§ Document extract:

%%

In addition to this article about safeties, you can check out my deep dives on positions below, starting with quarterbacks, running backs, wide receivers, tight ends, and offensive linemen. I’ll continue to provide 2023 NFL Draft coverage, culminating in my top-500 NFL Draft rankings and big board ahead of the first pick being announced later this month.
1. Brian Branch | Alabama | 5115/190 | RAS: 5.27
Player comparison: Tyrann Mathieu
Brian Branch arrived at Alabama as a four-star recruit and consensus top-100 overall prospect in the 2020 class. He was part of the Crimson Tide’s recruiting haul that included QB Bryce Young, EDGE Will Anderson and LB Drew Sanders.
As a true freshman, Branch started three games on the event national title-winning team. The following year, as a sophomore, Branch became a starter, and a good one.
But it was last season, as a junior, when Branched blossomed into a star, earning second-team All-American accolades. Branch made the easy decision to declare early for the draft in January. He’s going to go wire-to-wire as S1.
Branch has a Mensa-level football IQ. He sees the field and reacts to information like a 10-year NFL veteran. Against the run, Branch triggers downhill instantly in a straight-line to the ball. Even big slots have trouble impeding his progress.
And, in contrast to the high percentage of slot prospects in recent years who take the long route to run around blockers, Branch is categorically unwilling to sacrifice his path. Quite the opposite.
He’ll sacrifice his body to take out the lead envoy. He’ll engage offensive linemen. You don’t see sub-200 pounders with this sort of fearlessness venturing into the land of giants around the line of scrimmage.
In other reps, he’s the heat-seeking missile weaving through traffic to reach the ball, with a pursuit path that changes the instant the ball-carrier’s does. Whatever the situation calls for.
Branch is an efficiency monster who saves a metric ton of yards with his tackling reliability at volume. Branch missed only 2.3% of his tackle attempts in college. You could count his career misses on one hand even if you were missing a digit. In 2021, Branch took 624 snaps and missed zero tackles.

%%

§ Objectives:
**a)** According to the scouting report on Brian Branch, how does he save so many yards? Answer in one to three sentences.
**b)** Go on with the scouting report on Brian Branch from its last sentence.
The lines that follow are separate material, unrelated to the Brian Branch scouting report.

§ Recorded data:
%%

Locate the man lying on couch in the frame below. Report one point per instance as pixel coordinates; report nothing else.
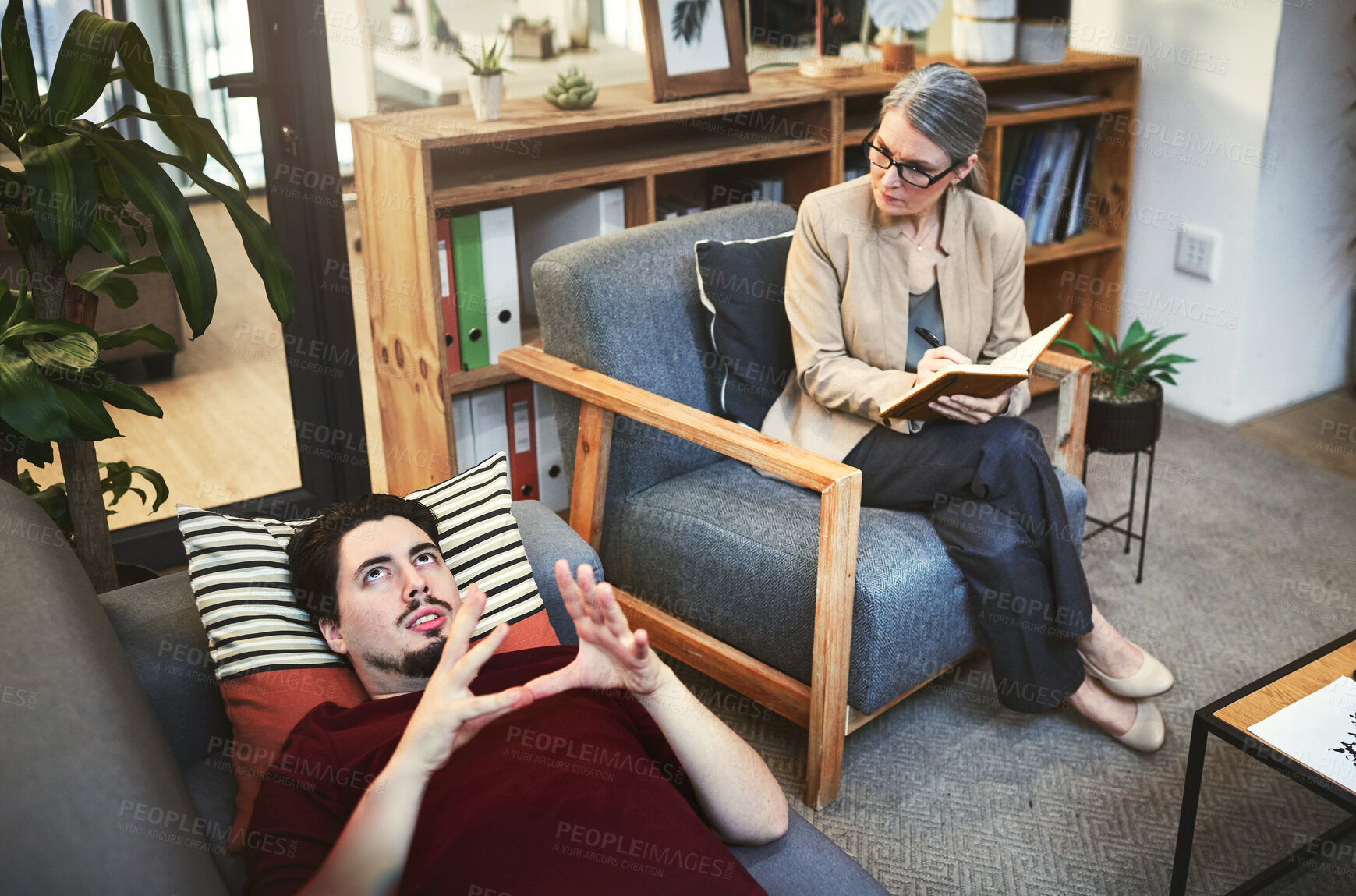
(554, 769)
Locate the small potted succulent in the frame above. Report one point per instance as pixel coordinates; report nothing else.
(1126, 406)
(486, 80)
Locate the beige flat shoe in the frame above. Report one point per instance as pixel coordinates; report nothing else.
(1148, 734)
(1150, 679)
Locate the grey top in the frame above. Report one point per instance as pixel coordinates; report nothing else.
(924, 310)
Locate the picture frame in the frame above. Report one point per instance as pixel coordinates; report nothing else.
(696, 48)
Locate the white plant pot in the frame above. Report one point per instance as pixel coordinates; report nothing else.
(487, 94)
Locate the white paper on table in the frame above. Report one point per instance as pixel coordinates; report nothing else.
(1319, 731)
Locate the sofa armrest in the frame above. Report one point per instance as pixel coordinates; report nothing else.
(547, 538)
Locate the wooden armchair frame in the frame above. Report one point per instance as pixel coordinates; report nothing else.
(822, 708)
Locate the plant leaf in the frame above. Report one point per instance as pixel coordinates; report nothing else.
(121, 395)
(257, 236)
(204, 134)
(106, 236)
(158, 483)
(145, 332)
(90, 420)
(29, 402)
(16, 53)
(176, 233)
(80, 72)
(73, 352)
(64, 194)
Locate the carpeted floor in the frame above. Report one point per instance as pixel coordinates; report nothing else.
(951, 793)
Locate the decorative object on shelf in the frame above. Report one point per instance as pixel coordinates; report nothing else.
(403, 27)
(983, 31)
(820, 66)
(572, 90)
(532, 40)
(695, 48)
(1126, 413)
(486, 82)
(83, 185)
(1042, 31)
(897, 19)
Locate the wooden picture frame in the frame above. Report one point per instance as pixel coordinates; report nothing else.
(678, 75)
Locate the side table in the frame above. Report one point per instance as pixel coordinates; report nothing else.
(1229, 720)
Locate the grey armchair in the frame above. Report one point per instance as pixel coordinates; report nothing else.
(795, 595)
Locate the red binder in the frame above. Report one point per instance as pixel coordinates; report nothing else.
(522, 440)
(449, 296)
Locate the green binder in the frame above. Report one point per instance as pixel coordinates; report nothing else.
(469, 279)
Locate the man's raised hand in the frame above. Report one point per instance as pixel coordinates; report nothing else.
(449, 714)
(611, 655)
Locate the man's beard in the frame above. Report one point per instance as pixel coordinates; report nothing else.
(414, 664)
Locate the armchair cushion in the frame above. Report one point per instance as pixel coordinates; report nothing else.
(741, 551)
(743, 285)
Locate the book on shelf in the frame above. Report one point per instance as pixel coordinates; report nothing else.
(1031, 101)
(468, 279)
(550, 220)
(522, 444)
(449, 300)
(674, 207)
(982, 381)
(1046, 178)
(519, 420)
(499, 267)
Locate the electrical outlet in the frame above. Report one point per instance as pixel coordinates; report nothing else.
(1198, 251)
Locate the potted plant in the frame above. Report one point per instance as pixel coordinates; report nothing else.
(82, 183)
(486, 80)
(1126, 404)
(117, 481)
(897, 19)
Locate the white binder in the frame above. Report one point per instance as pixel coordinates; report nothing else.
(487, 419)
(499, 258)
(464, 431)
(552, 479)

%%

§ Exercise responses:
**a)** He saves a large number of yards through how reliably he tackles, even at high volume. He missed only 2.3% of his tackle attempts in college, and in 2021 he took 624 snaps without missing a tackle.

**b)**
That part of his game has been consistent since he stepped foot on campus. Coverage was another story. Branch had improved to solid-but-not-spectacular in that area by 2021. That year, as a sophomore, he allowed 376 yards and four TD on 55 coverage targets with zero INT.
In 2022, Branch made the leap in this area. Over 57 targets, Branch surrendered a mere 240 yards and two TD. He picked off two balls, and broke up another six. In the process, he slashed his NFL QB rating against from 110.9 to 69.3.
Branch only tested as a 52nd-percentile size-adjusted athlete during this draft process. But you wouldn’t know it from his game film. In man coverage, Branch’s compact backpedal wastes no motion, and his precise footwork and loose hips get him through transitions with no extra steps.
There is no test at the NFL Combine for efficiency of movement. Were there, Branch’s athletic composite would have come in higher. In conjunction with his unique ability to sniff out route patterns, Branch is extremely difficult to shake.
Last year, Branch started to consistently make plays on the ball. He reads the receiver’s body language and snaps his head around with the ball descending.
In addition to his extensive work in the slot, we saw over 100 snaps of Branch at free safety, over 50 snuck up on the edge, and exactly 40 at outside corner. Alabama was so stacked that it didn’t need Branch to wear any more hats than that.
But it’s in his toolbox if his NFL team needs it. Branch’s game translates smoothly deep, in large part because of that processor. But I’m not taking him out of the nickel role he excelled in under Saban. The concept is proven.
Areas of developmental emphasis for Branch are a continuation of the progress he made last year in coverage. In man coverage, he toes the line with aggressive hands – he wants the receiver to feel his presence, sometimes a little too much.
He’s one of those defensive backs who will subtly tug out of route breaks or downfield at the catch point to complicate pressure-point receiver movements. But that’s a habit he’s going to need to be more clever and sneaky with at the next level if he wants to avoid laundry on the field.
And he doesn’t appear to be quite as comfortable in man when not starting at the line of scrimmage. Branch’s predilection for making his opponent feel his presence gets lost in translation with the cushion, and it can appear sometimes as though he’s battling back from a deficit in the beats after a free-release receiver with a running head-start approaches him.
Branch has the speed and movement for most routes and slot types, but it might be best to have someone else man nickel against straight NFL burners. Branch plays faster than he tested, but he simply doesn’t have the wheels to footrace low-4.4 guys.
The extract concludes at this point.